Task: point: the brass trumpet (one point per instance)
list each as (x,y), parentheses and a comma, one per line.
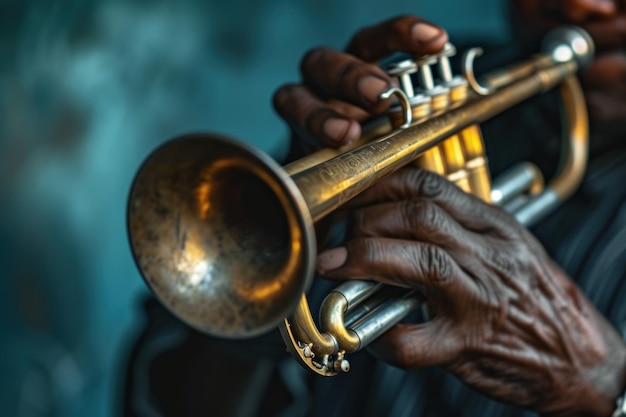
(225,238)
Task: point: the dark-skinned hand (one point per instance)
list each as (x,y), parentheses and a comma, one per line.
(339,90)
(506,318)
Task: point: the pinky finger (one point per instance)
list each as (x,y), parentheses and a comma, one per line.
(317,122)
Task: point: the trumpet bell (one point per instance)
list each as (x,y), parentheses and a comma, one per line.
(222,235)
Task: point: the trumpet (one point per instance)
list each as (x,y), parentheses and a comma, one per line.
(225,237)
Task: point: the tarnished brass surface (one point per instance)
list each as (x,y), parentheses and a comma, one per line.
(224,236)
(336,181)
(221,235)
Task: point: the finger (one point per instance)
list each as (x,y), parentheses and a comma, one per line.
(314,120)
(420,220)
(405,34)
(410,183)
(396,262)
(333,74)
(416,345)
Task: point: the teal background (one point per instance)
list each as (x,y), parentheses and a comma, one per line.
(87,89)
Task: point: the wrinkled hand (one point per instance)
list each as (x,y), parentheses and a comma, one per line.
(506,318)
(340,89)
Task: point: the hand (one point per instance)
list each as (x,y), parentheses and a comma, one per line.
(506,318)
(340,89)
(605,20)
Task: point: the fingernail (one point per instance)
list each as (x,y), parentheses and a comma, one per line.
(331,259)
(425,33)
(371,87)
(336,128)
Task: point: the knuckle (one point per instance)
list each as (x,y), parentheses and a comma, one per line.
(397,26)
(437,265)
(425,183)
(423,214)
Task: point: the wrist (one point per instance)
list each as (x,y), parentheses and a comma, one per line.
(605,385)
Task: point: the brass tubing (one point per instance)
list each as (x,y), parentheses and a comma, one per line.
(334,182)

**PROBLEM TO SOLVE:**
Reproduce every one of the records above word for word, leaving out the pictures.

**TASK RESULT:**
Task: point: the brass trumpet (one point per instance)
list each as (x,y), parentheses and a comma, one per line.
(225,238)
Task: point: the dark-skinned hand (one point per instance)
list each as (x,y), parentheses and a comma, one per line.
(339,90)
(506,318)
Task: point: the pinky finger (one point per instance)
list each as (x,y), parentheses and a comma, one per line.
(317,122)
Task: point: the trumpet bell (one point per instance)
list each as (x,y), parentheses and a comma, one per line.
(222,235)
Task: point: the trumpet (one point per instance)
list each as (x,y), parentheses and a comma, one per line.
(225,237)
Task: point: the tarnished brass surface (one point per instance)
list each as (x,y), parentheses and a comma, one per line.
(224,236)
(336,181)
(221,235)
Task: point: the finger (one point per instance)
list each as (x,y), parentheses and a comma, one per line.
(314,120)
(420,220)
(405,34)
(410,183)
(396,262)
(333,74)
(416,345)
Task: point: the teal background (one point per instance)
list each as (x,y), parentheses and a comma, one per line.
(87,89)
Task: point: the wrinkled hand (one point per instance)
list each as (x,y), parentheses and a comma, one per line.
(506,318)
(340,89)
Task: point: the hand (one point per instance)
list each as (x,y), parentheses and a comma, one per line.
(506,318)
(340,89)
(605,20)
Task: point: the fingernail (one point per instance)
list each as (x,y), parentheses and a comma, one per line.
(331,259)
(425,33)
(371,87)
(336,128)
Task: point: the knuckle (one point per instance)
list each as (x,y), parentheses and a comma, one per line.
(397,26)
(437,265)
(425,183)
(423,214)
Task: point: the wrist (one point per instance)
list each as (x,y), parentheses and a comma, one per line.
(605,385)
Task: point: the brass tubing (one point per instance)
list each as (x,y), parentheses and a comma, one per line.
(334,182)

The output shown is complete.